■ TASK 1
In the article on dolphin-assisted birth, how many inquiries about dolphin-assisted births does the Sirius Institute say it gets each week?
■ TASK 2
Repeat the article on dolphin-assisted birth word for word, from "The website for" down to "about dolphin-assisted midwifery?".

Mom-to-Be Planning Dolphin-Assisted Birth
How many of us can say that our birth plan includes creatures of the sea? Well for one couple, their dolphin-inspired dream is about to become a reality
Does your plan for the perfect birth include wild animals? It does for North Carolina mom-to-be Heather Barringer, 27, who has traveled to Hawaii in order to fulfill her dream of giving birth in the ocean surrounded by a pod of wild dolphins.
“It is about reconnecting as humans with the dolphins so we can coexist in this world together and learn from one another,” Barringer explains to the Charlotte Observer about her unusual choice of birth venue.
She and husband Adam, 29, left in May for Hawaii’s Puna coast and will spend the next two months (Barringer is due in July) working with the Sirius Institute, a group that facilitates dolphin-assisted births as part of its mission to “dolphinize” the planet. In preparation for the big day, “we will be swimming with the dolphins, and become part of their pod, and then hopefully give birth with them around us,” says Barringer.
Water births—ok, so in a tub at home and not in the open ocean—are growing in popularity… but why dolphins? The idea to welcome their first child into the world in the company of dolphins comes from the book, The Ancient Secret of the Flower of Life, in which “dolphin-assisted midwifery” is described as the ultimate in peaceful, spiritual birth.
“It’s total relaxation for the mother,” says Adam. “Dolphins are very intelligent and healing, which in turn, calms mother and baby for the whole process,” adds Heather.
The website for the Sirius Institute lists other benefits of a dolphin-assisted birth, too: “Children born in the water with the dolphins develop six months faster over their first six months, have perhaps 150 grams more brain weight and are ambidextrous.” The institute says it receives three to four inquiries about dolphin-assisted births each week.
However, what do biologists have to say about dolphin-assisted midwifery?
Worst. Birth. Idea. Ever.
“Because of their friendly disposition and common occurrence in aquariums, we tend to think of dolphins as trustworthy, loving creatures. But let’s get real for a minute here… they’re wild animals, and are known to do some pretty terrible things,” writes evolutionary biologist Christie Wilcox in a blog post for Discover magazine.
She explains: “Not only do dolphins kill other animals, they kill baby dolphins using the same brutal tactics. No matter how cute they might appear, dolphins are not cuddly companions; they are real, large, ocean predators with a track record for violence—even when it comes to humans.”

Collected data:
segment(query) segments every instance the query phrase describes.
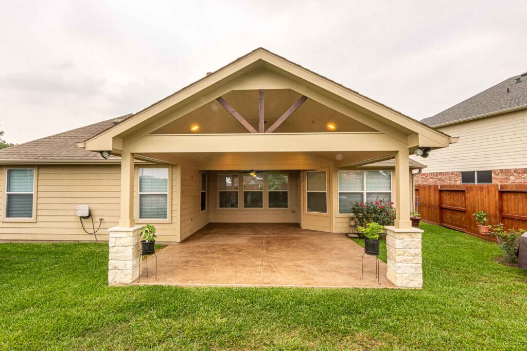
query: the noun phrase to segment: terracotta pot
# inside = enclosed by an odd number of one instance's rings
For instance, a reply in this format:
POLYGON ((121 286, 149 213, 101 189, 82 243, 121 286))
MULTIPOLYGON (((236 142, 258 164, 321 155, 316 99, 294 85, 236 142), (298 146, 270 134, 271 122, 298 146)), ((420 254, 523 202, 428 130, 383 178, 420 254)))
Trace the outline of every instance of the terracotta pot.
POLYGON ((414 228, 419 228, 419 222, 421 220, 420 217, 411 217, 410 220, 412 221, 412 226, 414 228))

...

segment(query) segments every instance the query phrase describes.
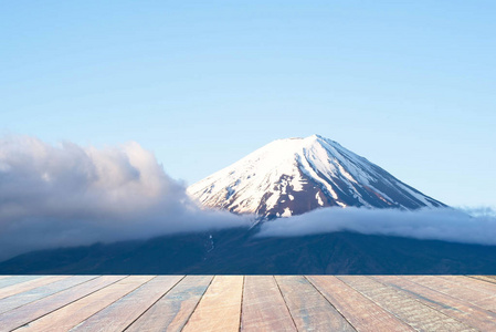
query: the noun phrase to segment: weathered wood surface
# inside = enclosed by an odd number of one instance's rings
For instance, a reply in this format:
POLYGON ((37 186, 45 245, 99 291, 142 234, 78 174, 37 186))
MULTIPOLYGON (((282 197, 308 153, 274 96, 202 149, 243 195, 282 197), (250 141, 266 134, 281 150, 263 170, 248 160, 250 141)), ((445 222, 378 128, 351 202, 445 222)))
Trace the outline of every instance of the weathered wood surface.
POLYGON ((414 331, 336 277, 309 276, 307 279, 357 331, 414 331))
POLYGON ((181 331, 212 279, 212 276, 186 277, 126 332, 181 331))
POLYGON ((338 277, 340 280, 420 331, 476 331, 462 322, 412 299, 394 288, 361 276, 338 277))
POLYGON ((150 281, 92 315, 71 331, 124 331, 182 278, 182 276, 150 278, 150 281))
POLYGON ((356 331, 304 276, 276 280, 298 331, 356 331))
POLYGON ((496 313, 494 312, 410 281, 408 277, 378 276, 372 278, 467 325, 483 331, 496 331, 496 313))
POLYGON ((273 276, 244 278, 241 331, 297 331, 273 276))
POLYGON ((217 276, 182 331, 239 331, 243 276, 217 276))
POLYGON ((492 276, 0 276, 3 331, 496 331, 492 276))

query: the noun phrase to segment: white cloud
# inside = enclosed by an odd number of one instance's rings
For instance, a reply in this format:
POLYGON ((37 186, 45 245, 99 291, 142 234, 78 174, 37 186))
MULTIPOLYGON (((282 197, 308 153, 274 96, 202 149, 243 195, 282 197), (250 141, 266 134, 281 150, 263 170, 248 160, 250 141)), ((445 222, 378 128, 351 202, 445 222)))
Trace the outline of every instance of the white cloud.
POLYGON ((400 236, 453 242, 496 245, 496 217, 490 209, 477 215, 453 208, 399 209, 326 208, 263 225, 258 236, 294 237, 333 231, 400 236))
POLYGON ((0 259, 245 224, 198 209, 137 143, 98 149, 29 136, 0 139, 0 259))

■ RESULT 1
Three to four.

■ RESULT 2
The website for the Sirius Institute lists other benefits of a dolphin-assisted birth, too: “Children born in the water with the dolphins develop six months faster over their first six months, have perhaps 150 grams more brain weight and are ambidextrous.” The institute says it receives three to four inquiries about dolphin-assisted births each week.
However, what do biologists have to say about dolphin-assisted midwifery?